* _TASK TO COMPLETE_
How many lines in the items below contain the string "tall"? Reply with the number alone.

====== MATERIAL SHOWN

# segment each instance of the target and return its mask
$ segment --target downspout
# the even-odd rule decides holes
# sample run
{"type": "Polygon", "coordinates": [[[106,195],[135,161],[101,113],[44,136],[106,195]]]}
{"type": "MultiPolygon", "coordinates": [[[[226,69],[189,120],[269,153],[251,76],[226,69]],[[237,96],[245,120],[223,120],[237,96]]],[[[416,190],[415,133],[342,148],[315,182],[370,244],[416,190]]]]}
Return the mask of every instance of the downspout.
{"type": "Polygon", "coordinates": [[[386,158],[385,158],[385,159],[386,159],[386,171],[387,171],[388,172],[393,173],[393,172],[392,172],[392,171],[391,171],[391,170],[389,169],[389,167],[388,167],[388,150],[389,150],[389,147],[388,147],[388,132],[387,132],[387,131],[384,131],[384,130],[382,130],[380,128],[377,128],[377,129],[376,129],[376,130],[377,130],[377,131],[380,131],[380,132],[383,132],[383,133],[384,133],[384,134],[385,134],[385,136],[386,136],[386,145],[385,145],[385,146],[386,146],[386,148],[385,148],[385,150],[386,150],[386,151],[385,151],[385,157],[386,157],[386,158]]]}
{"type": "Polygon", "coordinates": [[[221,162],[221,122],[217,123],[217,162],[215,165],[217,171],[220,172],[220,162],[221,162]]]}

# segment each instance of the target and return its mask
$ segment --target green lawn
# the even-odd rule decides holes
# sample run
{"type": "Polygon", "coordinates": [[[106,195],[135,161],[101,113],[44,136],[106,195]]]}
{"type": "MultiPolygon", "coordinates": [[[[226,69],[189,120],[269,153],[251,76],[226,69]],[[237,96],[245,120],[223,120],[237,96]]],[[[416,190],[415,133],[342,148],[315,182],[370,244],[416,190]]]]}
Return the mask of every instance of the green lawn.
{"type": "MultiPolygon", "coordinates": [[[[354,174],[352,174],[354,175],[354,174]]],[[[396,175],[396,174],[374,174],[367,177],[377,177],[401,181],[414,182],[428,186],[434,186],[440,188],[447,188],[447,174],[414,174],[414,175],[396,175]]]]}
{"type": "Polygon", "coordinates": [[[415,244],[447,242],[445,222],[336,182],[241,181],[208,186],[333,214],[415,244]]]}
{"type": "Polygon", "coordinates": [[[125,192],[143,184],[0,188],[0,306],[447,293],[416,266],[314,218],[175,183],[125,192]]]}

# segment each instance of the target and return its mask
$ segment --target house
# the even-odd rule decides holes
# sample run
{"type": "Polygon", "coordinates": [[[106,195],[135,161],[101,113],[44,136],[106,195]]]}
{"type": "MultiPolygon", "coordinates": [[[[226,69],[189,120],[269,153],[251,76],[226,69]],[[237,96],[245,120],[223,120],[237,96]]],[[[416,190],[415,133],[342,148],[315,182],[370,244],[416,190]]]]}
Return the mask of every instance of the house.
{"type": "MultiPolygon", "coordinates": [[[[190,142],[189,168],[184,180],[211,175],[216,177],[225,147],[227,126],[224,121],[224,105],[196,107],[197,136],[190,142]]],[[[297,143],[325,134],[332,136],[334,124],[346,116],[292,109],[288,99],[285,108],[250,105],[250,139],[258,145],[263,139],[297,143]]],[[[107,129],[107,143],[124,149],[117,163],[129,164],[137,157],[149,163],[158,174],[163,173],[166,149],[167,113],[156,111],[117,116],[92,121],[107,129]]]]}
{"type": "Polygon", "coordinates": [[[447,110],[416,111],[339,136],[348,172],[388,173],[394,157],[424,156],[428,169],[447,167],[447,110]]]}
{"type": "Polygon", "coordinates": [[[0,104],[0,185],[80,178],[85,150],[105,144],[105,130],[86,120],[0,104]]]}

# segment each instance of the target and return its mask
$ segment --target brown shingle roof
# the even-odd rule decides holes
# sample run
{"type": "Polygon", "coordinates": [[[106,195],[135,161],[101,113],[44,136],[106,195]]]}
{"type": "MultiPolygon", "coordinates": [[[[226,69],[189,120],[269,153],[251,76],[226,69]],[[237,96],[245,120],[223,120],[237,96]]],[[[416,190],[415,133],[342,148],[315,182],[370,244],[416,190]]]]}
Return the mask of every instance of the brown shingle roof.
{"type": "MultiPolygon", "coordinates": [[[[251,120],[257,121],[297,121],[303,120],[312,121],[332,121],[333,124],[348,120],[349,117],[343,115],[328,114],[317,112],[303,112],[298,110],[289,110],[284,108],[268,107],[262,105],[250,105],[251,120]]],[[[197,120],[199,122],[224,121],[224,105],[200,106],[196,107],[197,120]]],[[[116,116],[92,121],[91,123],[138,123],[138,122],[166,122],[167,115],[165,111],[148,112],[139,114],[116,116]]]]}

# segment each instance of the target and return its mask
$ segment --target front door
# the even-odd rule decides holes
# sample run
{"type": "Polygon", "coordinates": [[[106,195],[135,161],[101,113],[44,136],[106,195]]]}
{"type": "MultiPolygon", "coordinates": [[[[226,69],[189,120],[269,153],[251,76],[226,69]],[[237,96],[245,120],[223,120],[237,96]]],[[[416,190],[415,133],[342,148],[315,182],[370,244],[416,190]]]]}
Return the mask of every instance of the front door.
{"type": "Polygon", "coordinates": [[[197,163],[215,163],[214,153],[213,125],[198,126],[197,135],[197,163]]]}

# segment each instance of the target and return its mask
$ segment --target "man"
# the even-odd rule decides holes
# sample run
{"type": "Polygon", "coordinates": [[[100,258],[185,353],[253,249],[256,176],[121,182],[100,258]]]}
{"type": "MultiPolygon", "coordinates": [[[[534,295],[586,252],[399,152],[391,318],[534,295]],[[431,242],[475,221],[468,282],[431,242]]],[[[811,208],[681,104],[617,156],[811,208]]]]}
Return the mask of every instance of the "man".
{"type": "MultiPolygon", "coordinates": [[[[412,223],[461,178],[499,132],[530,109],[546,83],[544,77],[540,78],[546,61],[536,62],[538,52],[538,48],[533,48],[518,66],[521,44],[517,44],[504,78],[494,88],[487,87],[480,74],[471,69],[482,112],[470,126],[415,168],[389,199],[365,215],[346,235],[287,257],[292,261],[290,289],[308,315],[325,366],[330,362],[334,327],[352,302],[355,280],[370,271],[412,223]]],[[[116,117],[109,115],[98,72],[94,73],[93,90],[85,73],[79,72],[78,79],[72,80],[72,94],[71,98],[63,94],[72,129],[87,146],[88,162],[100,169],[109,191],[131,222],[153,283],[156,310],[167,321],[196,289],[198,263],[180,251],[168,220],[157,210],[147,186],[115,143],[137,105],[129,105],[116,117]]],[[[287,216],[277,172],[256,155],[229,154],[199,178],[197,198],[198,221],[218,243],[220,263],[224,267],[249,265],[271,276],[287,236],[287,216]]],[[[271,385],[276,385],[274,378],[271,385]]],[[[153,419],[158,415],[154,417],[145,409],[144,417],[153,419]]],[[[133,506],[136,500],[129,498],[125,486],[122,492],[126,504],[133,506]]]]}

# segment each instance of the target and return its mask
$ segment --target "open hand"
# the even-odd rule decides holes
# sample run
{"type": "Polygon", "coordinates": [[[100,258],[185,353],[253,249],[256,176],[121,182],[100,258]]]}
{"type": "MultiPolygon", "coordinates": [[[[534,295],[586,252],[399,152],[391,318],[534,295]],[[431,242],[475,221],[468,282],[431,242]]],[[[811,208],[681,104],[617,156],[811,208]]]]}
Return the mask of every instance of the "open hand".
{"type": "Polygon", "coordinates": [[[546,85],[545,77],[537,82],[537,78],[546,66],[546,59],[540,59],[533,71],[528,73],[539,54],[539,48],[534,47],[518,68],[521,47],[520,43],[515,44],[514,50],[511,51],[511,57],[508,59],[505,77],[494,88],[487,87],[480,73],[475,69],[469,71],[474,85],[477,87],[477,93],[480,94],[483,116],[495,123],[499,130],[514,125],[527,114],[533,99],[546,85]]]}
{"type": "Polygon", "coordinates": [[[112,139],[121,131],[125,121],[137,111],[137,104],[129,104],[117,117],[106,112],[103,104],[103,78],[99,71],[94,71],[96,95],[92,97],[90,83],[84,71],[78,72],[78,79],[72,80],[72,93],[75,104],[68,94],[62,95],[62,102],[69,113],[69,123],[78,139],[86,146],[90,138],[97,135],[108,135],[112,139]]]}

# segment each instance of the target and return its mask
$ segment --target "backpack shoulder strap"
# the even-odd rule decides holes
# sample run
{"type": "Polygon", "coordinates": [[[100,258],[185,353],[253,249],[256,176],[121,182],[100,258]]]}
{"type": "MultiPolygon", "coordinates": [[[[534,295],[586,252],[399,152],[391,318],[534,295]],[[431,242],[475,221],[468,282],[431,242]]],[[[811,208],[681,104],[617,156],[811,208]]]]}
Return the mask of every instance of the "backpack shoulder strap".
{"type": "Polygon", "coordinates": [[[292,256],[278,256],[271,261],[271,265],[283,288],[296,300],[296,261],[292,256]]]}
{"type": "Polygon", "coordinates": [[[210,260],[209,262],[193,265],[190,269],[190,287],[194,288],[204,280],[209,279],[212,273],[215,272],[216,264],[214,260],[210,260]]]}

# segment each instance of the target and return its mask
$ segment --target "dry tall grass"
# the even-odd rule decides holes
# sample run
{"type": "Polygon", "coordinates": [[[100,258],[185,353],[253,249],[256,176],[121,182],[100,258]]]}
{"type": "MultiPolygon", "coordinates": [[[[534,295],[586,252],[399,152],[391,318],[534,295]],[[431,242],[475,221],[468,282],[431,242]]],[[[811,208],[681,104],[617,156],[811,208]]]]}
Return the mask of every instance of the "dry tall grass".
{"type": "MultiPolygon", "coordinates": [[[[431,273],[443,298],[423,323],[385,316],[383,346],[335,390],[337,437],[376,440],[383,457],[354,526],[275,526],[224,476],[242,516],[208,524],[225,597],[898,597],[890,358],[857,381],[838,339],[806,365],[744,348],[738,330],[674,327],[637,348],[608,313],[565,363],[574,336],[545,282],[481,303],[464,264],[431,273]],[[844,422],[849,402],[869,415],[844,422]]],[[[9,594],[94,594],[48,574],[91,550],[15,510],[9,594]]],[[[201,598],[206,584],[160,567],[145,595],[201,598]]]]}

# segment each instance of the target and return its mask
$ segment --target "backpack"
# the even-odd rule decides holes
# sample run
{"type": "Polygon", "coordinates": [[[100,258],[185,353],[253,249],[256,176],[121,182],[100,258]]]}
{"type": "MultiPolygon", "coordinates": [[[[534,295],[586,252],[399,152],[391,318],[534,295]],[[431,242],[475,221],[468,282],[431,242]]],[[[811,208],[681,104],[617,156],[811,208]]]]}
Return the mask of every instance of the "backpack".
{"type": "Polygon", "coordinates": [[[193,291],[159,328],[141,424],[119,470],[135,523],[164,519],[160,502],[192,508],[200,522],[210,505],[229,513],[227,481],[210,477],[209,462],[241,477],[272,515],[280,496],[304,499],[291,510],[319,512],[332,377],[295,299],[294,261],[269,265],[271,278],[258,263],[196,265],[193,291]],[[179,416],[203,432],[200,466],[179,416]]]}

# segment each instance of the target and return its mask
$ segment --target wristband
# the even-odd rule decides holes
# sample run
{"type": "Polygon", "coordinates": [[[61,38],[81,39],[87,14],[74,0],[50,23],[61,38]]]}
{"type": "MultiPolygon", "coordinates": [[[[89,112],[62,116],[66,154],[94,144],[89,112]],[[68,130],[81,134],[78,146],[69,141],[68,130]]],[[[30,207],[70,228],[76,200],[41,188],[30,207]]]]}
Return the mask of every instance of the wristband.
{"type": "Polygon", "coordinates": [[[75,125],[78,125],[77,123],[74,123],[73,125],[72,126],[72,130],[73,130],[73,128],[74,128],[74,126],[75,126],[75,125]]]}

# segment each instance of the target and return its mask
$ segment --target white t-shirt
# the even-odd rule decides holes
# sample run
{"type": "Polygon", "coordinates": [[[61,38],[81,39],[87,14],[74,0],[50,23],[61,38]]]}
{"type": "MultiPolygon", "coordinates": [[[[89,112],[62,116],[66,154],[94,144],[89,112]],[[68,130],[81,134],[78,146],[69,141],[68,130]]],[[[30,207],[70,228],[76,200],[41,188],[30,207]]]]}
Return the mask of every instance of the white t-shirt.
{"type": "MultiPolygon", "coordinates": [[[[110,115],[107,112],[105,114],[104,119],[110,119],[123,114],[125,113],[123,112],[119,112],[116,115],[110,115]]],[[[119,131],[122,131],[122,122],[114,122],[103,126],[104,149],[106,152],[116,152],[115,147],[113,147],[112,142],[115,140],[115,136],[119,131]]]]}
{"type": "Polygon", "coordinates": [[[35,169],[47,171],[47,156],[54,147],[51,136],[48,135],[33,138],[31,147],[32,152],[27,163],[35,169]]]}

============

* _REPLY TO THE TASK_
2